# Task to complete
In the seminar write-up below, retype word for word the passage from "He began by" to "had not worked.".

# Document section
==================================================

Structured-based drug design: Human Folate receptors and Cancer
on 9/9/10, a speaker by the name of Charles Dann III came to our chemistry seminar session and talked about the Structured-based drug design: human Folate receptors and Cancer. He was a tall caucasian male in his late 30's. He spoke clearly and I thought he had a great "stage personality".
He began by talking about Folic acid, which is a single C transferase. From there, he transitioned into Antifolates. Antifolate design closely resembles folate ligand, but is used to target specific enzymes for inhibition. Using Antifolates, Charles hopes to kill cancer cells in the future. The basic idea, is that these antifolates need to bind the folate receptors, but not on the reduced folate carriers. A surprising fact that he mentioned, was that this field had actually been investigated for over 60 years. He gave multiple examples of experiments that had not worked.
From there, Charles transitioned into crystallography and its proceedures. Basically, the first step is to obtain pure protein. Then, you just have to wait for crystallization trials to succeed. The third step is to blast crystals with X-rays. The fourth and fifth step involved processing the data, then building and refining a model. Crystallography shows the structure of the proteins. The reason he mentioned crystallography seemingly out of nowhere, was because he had tried to see the follate receptor using crystallography. He didn't go very deep into his own research.

==================================================

# Dataset content
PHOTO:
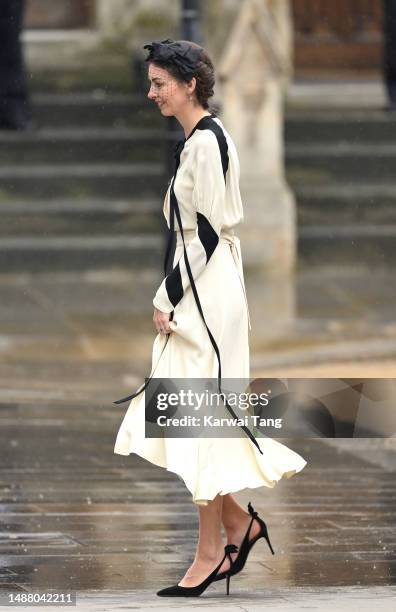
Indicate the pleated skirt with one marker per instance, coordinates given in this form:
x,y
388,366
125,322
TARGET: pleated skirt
x,y
208,466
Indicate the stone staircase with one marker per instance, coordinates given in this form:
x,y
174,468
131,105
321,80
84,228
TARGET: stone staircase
x,y
83,190
341,164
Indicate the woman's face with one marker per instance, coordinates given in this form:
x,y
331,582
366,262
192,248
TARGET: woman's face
x,y
170,95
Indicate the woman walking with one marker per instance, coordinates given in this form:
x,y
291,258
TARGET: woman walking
x,y
201,316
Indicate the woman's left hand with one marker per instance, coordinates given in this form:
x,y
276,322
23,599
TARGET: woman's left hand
x,y
161,321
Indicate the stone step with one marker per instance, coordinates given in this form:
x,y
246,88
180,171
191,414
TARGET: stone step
x,y
94,110
360,204
328,163
84,145
339,244
62,217
68,253
82,180
339,126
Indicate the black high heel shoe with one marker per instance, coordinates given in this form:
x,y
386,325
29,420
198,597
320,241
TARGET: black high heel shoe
x,y
246,546
179,591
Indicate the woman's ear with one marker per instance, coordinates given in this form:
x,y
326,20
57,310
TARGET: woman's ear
x,y
192,85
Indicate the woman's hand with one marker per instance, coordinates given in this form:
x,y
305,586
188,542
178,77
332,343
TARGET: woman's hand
x,y
161,321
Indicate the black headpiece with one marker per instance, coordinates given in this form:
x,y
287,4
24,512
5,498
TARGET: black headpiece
x,y
183,55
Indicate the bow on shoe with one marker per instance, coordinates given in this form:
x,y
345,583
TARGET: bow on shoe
x,y
252,511
229,548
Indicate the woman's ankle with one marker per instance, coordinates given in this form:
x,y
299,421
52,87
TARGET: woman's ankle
x,y
232,522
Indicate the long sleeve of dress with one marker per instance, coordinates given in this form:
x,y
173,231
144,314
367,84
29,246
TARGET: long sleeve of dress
x,y
208,200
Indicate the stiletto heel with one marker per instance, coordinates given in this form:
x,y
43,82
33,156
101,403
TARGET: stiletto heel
x,y
247,545
179,591
268,541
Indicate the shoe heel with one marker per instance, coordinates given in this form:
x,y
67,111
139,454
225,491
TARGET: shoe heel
x,y
268,541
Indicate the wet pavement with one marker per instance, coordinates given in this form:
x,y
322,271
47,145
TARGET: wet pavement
x,y
116,529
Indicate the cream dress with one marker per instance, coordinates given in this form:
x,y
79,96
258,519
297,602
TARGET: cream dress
x,y
207,466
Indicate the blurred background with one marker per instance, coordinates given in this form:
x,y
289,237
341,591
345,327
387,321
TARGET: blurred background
x,y
305,89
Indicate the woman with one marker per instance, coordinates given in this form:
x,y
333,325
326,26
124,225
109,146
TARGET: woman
x,y
205,193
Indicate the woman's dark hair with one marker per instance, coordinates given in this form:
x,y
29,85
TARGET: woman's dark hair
x,y
204,75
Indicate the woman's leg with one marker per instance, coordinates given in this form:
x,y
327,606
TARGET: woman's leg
x,y
236,521
210,547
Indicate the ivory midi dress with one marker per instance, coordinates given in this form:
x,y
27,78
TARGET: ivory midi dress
x,y
206,186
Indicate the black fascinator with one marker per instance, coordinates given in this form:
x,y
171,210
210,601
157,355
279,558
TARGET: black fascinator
x,y
183,55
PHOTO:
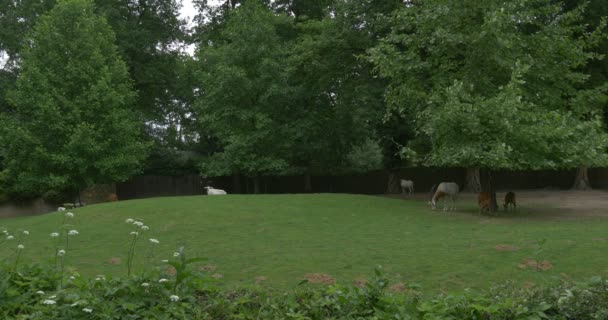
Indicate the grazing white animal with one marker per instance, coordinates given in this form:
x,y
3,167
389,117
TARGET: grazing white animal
x,y
444,190
214,192
407,184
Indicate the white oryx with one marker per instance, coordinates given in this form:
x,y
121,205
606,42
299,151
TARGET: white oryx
x,y
444,190
214,192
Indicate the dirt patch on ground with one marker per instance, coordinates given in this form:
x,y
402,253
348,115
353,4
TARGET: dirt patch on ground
x,y
170,270
560,204
506,247
398,288
360,282
319,278
208,268
260,279
533,264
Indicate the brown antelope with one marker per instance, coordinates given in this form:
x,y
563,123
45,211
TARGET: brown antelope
x,y
510,201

==================================================

# Written solution
He began by talking about Folic acid, which is a single C transferase. From there, he transitioned into Antifolates. Antifolate design closely resembles folate ligand, but is used to target specific enzymes for inhibition. Using Antifolates, Charles hopes to kill cancer cells in the future. The basic idea, is that these antifolates need to bind the folate receptors, but not on the reduced folate carriers. A surprising fact that he mentioned, was that this field had actually been investigated for over 60 years. He gave multiple examples of experiments that had not worked.